Return every one of the records below, copying each line without any change.

--------------------------------------------------

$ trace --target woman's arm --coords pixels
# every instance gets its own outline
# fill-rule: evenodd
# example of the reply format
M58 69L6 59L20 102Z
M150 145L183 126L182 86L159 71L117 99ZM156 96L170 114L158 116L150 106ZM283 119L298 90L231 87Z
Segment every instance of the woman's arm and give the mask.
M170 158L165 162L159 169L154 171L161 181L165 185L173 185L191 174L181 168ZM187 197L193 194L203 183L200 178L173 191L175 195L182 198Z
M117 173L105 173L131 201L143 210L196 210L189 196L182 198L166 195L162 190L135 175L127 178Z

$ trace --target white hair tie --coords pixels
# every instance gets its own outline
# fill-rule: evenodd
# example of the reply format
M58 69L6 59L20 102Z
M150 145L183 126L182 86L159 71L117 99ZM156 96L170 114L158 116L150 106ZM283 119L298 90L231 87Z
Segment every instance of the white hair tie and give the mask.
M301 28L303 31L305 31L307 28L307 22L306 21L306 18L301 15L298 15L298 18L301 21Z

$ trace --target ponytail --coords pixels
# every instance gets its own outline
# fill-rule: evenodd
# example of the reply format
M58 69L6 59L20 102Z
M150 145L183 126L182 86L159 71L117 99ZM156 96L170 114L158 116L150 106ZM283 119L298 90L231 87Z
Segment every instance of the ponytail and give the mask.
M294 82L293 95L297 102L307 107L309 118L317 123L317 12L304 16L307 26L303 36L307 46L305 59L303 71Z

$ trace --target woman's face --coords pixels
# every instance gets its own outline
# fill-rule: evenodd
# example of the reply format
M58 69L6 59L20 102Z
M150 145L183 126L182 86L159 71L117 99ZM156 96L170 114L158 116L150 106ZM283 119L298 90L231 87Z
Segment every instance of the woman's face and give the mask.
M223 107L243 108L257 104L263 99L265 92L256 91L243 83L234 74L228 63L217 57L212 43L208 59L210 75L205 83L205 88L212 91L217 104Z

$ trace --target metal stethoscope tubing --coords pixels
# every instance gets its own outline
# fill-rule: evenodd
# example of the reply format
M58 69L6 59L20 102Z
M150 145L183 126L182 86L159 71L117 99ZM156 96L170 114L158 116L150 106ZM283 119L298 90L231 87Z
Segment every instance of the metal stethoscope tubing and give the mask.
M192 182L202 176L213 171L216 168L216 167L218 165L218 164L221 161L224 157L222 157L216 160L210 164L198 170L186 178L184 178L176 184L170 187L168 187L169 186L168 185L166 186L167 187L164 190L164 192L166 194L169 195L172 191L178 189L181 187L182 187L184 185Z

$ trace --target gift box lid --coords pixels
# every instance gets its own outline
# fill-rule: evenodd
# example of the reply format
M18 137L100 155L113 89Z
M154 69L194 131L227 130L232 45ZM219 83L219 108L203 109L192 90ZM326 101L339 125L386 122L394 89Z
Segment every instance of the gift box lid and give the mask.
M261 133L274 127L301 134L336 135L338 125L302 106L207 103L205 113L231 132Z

--------------------------------------------------

SOLUTION TO THE PROBLEM:
$ trace --target woman's arm --coords pixels
# every instance gets its own outline
# fill-rule: evenodd
# example of the reply format
M58 69L6 59L20 102Z
M150 145L183 126L182 86L159 71L117 99ZM156 96L170 114L158 116L150 106ZM283 119L298 90L231 87Z
Segment every instance of the woman's arm and give the mask.
M170 158L165 162L159 169L154 171L161 181L165 185L173 185L191 174L181 168ZM187 197L193 194L203 183L200 178L173 191L175 195L182 198Z
M117 173L105 173L131 201L143 210L196 210L189 196L182 198L166 195L162 190L135 175L127 178Z

$ trace --target white hair tie --coords pixels
# every instance gets its own outline
# fill-rule: evenodd
# example of the reply format
M58 69L6 59L20 102Z
M150 145L183 126L182 86L159 71L117 99ZM156 96L170 114L158 116L150 106ZM283 119L298 90L231 87Z
Segment every instance of the white hair tie and give the mask.
M301 28L303 31L305 31L307 28L307 22L306 21L306 18L301 15L298 15L298 18L301 21Z

$ trace --target ponytail --coords pixels
# every instance gets its own outline
# fill-rule: evenodd
# example of the reply format
M58 69L6 59L20 102Z
M150 145L183 126L182 86L159 71L117 99ZM156 96L170 114L158 116L150 106ZM283 119L298 90L231 87Z
Segment every instance of the ponytail and give the mask.
M294 82L293 95L297 102L307 107L309 118L317 123L317 12L304 16L307 26L303 36L307 46L305 59L303 71Z

$ trace --target woman's face --coords pixels
# every instance gets its own outline
# fill-rule: evenodd
# example of the reply format
M58 69L6 59L20 102Z
M150 145L183 126L182 86L159 71L117 99ZM156 96L170 114L158 116L150 106ZM283 119L298 90L231 87Z
Segment every instance of the woman's face and give the mask.
M223 107L243 108L257 104L263 99L265 92L256 91L243 83L234 74L228 63L217 57L212 43L208 59L210 75L205 83L205 88L212 91L217 104Z

$ trace --target metal stethoscope tubing --coords pixels
# every instance gets its own outline
# fill-rule: evenodd
# example of the reply format
M58 69L6 59L20 102Z
M150 145L183 126L182 86L159 71L117 99ZM156 96L170 114L158 116L150 106ZM283 119L298 90L231 87Z
Segment every instance of the metal stethoscope tubing and give the mask.
M192 182L202 176L213 171L216 168L216 167L218 165L218 164L221 161L224 157L222 157L216 160L210 164L198 170L186 178L184 178L176 184L170 187L168 187L169 186L168 185L166 186L167 187L164 190L164 192L166 194L169 195L172 191L178 189L181 187L182 187L184 185Z

$ trace --target gift box lid --coords pixels
# every instance gets its own outline
# fill-rule: evenodd
# example of the reply format
M18 137L100 155L113 89Z
M154 69L194 131L227 130L232 45ZM219 83L219 108L203 109L192 90ZM326 101L339 125L386 122L394 89Z
Segment every instance of the gift box lid and give the mask.
M261 133L274 127L301 134L336 135L338 125L302 106L207 103L205 113L231 132Z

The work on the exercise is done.